(Problems to solve)
**A.** In the indemnification notice clause, to whom must notice to the Company be directed?
**B.** Reproduce the indemnification notice clause word for word, starting with "(a) Indemnitee agrees" and going on through "within Indemnitee’s power.".
**C.** Write the next part of the indemnification notice clause, picking up after its final sentence.

begin Passage given

7. Notification to Company by Indemnitee of a Proceeding or Permitted Action; Defense of Proceeding by Company.
(a) Indemnitee agrees to promptly notify the Company in writing upon being served with or otherwise receiving any summons, citation, subpoena, complaint, indictment, information or other document relating to any Proceeding or matter which may be subject to indemnification covered hereunder; but the omission to so notify the Company shall not relieve the Company from any liability which it may have to Indemnitee under this Agreement or otherwise unless and only to the extent that such failure or delay materially prejudices the Company. Notice to the Company shall be directed to the Chief Executive Officer of the Company and shall be given in accordance with the provisions of Section 17(h) below. In addition, Indemnitee shall give the Company such information and cooperation as it may reasonably request and as shall be within Indemnitee’s power.

end Passage given
begin Records shown

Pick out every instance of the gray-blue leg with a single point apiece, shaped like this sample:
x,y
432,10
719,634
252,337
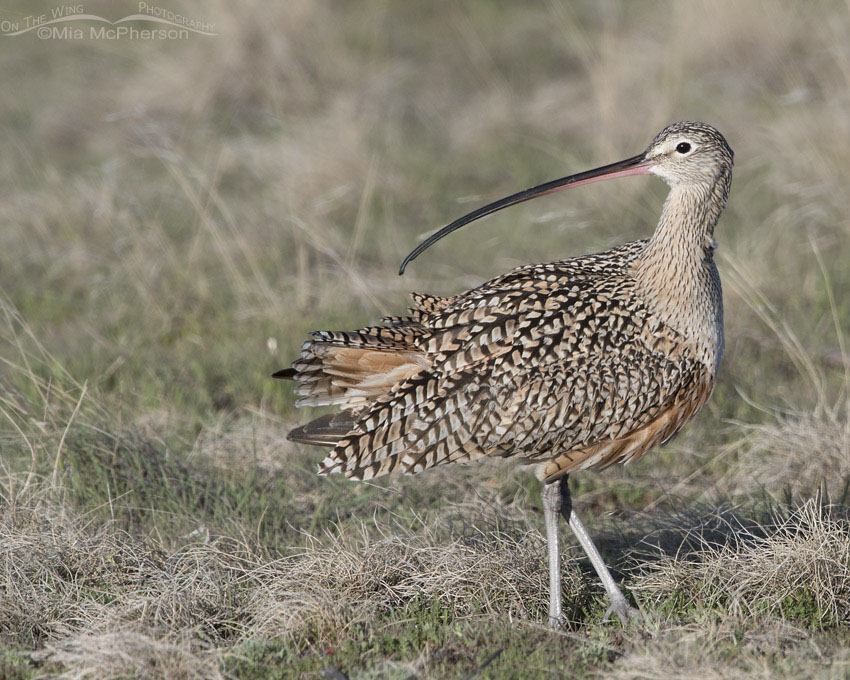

end Records shown

(Per-task outputs)
**A.** The Chief Executive Officer of the Company.

**B.**
(a) Indemnitee agrees to promptly notify the Company in writing upon being served with or otherwise receiving any summons, citation, subpoena, complaint, indictment, information or other document relating to any Proceeding or matter which may be subject to indemnification covered hereunder; but the omission to so notify the Company shall not relieve the Company from any liability which it may have to Indemnitee under this Agreement or otherwise unless and only to the extent that such failure or delay materially prejudices the Company. Notice to the Company shall be directed to the Chief Executive Officer of the Company and shall be given in accordance with the provisions of Section 17(h) below. In addition, Indemnitee shall give the Company such information and cooperation as it may reasonably request and as shall be within Indemnitee’s power.

**C.**
(b) With respect to a Proceeding of which the Company has notice pursuant to Section 7(a) or otherwise:
(i) Except as otherwise provided below, the Company shall, alone or jointly with any other indemnifying party, assume the defense of such Proceeding, with counsel reasonably satisfactory to Indemnitee, upon the delivery to Indemnitee of a written notice of its election to do so. From and after the Company's assumption of the defense of the Proceeding, subject to Section 7(b)(ii), the Company shall not be liable to Indemnitee under this Agreement for any Expenses subsequently incurred by Indemnitee in connection with the defense of such Proceeding.
(ii) Indemnitee shall have the right, in addition to the rights set forth in Section 7(b)(i) related to approval of counsel, to employ Indemnitee's own counsel in the defense of the Proceeding, but the fees and expenses of such counsel incurred after the Company has assumed the defense of such Proceeding, shall be at the expense of Indemnitee unless (I) the employment of counsel by Indemnitee has been authorized by a majority of the independent directors of the Company, excluding Indemnitee, (II) Indemnitee shall have reasonably concluded that there may be a conflict of interest between the Company and Indemnitee in the conduct of the defense of the Proceeding, and such conclusion is supported by an opinion of counsel, or (III) the Company shall not in fact have timely employed counsel to assume the defense of the Proceeding, in each of which cases the Expenses of Indemnitee shall be advanced by the Company pursuant to Section 6 and indemnified pursuant to Section 2.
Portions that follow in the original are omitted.